*SET EXERCISE*
Can you resume the KVM machine check patch, picking up right after its summary of changed files?

*TEXT SEGMENT*
>>
From 134764ed6e12d9f99b3de68b8aaeae1ba842d91c Mon Sep 17 00:00:00 2001
From: Aravinda Prasad <aravinda@linux.vnet.ibm.com>
Date: Thu, 11 May 2017 16:32:48 +0530
Subject: KVM: PPC: Book3S HV: Add new capability to control MCE behaviour

This introduces a new KVM capability to control how KVM behaves
on machine check exception (MCE) in HV KVM guests.

If this capability has not been enabled, KVM redirects machine check
exceptions to guest's 0x200 vector, if the address in error belongs to
the guest. With this capability enabled, KVM will cause a guest exit
with the exit reason indicating an NMI.

The new capability is required to avoid problems if a new kernel/KVM
is used with an old QEMU, running a guest that doesn't issue
"ibm,nmi-register".  As old QEMU does not understand the NMI exit
type, it treats it as a fatal error.  However, the guest could have
handled the machine check error if the exception was delivered to
guest's 0x200 interrupt vector instead of NMI exit in case of old
QEMU.

[paulus@ozlabs.org - Reworded the commit message to be clearer,
 enable only on HV KVM.]

Signed-off-by: Aravinda Prasad <aravinda@linux.vnet.ibm.com>
Reviewed-by: David Gibson <david@gibson.dropbear.id.au>
Signed-off-by: Mahesh Salgaonkar <mahesh@linux.vnet.ibm.com>
Signed-off-by: Paul Mackerras <paulus@ozlabs.org>
---
 Documentation/virtual/kvm/api.txt   | 11 +++++++++++
 arch/powerpc/include/asm/kvm_host.h |  1 +
 arch/powerpc/kernel/asm-offsets.c   |  1 +
 arch/powerpc/kvm/powerpc.c          | 14 ++++++++++++++
 include/uapi/linux/kvm.h            |  1 +
 5 files changed, 28 insertions(+)
<<
*MATERIAL PROVIDED*
>>
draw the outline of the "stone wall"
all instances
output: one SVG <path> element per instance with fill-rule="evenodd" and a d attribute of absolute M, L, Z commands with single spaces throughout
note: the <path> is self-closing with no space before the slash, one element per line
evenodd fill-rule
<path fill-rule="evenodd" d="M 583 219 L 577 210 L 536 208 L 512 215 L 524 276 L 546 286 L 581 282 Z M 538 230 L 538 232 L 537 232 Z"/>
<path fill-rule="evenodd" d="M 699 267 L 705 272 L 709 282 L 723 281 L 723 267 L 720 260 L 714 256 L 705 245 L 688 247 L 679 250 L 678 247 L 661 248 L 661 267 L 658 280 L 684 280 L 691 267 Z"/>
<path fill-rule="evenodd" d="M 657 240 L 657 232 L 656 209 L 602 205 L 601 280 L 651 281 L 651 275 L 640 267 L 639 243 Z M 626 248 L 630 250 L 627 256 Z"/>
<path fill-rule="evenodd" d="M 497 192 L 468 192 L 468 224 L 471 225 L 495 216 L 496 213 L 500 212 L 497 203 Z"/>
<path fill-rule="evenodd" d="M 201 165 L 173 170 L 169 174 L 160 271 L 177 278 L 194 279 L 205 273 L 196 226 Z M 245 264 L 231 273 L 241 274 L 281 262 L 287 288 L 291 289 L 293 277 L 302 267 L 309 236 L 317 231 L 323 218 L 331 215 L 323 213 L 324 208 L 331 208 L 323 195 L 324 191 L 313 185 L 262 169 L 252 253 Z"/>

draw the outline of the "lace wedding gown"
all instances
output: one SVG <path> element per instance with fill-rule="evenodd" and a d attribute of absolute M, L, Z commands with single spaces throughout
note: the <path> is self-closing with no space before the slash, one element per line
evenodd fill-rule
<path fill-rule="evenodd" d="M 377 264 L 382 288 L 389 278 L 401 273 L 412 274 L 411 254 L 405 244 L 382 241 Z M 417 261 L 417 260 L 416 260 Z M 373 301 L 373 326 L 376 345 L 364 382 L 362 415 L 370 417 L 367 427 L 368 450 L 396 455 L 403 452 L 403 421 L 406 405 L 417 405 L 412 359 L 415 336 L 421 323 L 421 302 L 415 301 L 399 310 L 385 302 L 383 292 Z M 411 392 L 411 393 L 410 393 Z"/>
<<
*EXERCISE OUTPUT*
(limited to 'arch/powerpc/kvm/powerpc.c')

diff --git a/Documentation/virtual/kvm/api.txt b/Documentation/virtual/kvm/api.txt
index 68b66b538d2d..1531a3cd548f 100644
--- a/Documentation/virtual/kvm/api.txt
+++ b/Documentation/virtual/kvm/api.txt
@@ -4011,6 +4011,17 @@ vsmt_mode being returned when the KVM_CAP_PPC_SMT capability is
 subsequently queried for the VM.  This capability is only supported by
 HV KVM, and can only be set before any VCPUs have been created.
 
+7.12 KVM_CAP_PPC_FWNMI
+
+Architectures: ppc
+Parameters: none
+
+With this capability a machine check exception in the guest address
+space will cause KVM to exit the guest with NMI exit reason. This
+enables QEMU to build error log and branch to guest kernel registered
+machine check handling routine. Without this capability KVM will
+branch to guests' 0x200 interrupt vector.
+
 8. Other capabilities.
 ----------------------
 
diff --git a/arch/powerpc/include/asm/kvm_host.h b/arch/powerpc/include/asm/kvm_host.h
index 683c3c82ce9c..05866391f406 100644
--- a/arch/powerpc/include/asm/kvm_host.h
+++ b/arch/powerpc/include/asm/kvm_host.h
@@ -287,6 +287,7 @@ struct kvm_arch {
 	cpumask_t need_tlb_flush;
 	cpumask_t cpu_in_guest;
 	u8 radix;
+	u8 fwnmi_enabled;
 	pgd_t *pgtable;
 	u64 process_table;
 	struct dentry *debugfs_dir;
diff --git a/arch/powerpc/kernel/asm-offsets.c b/arch/powerpc/kernel/asm-offsets.c
index 293fbdf96e7d..ae8e89e0d083 100644
--- a/arch/powerpc/kernel/asm-offsets.c
+++ b/arch/powerpc/kernel/asm-offsets.c
@@ -485,6 +485,7 @@ int main(void)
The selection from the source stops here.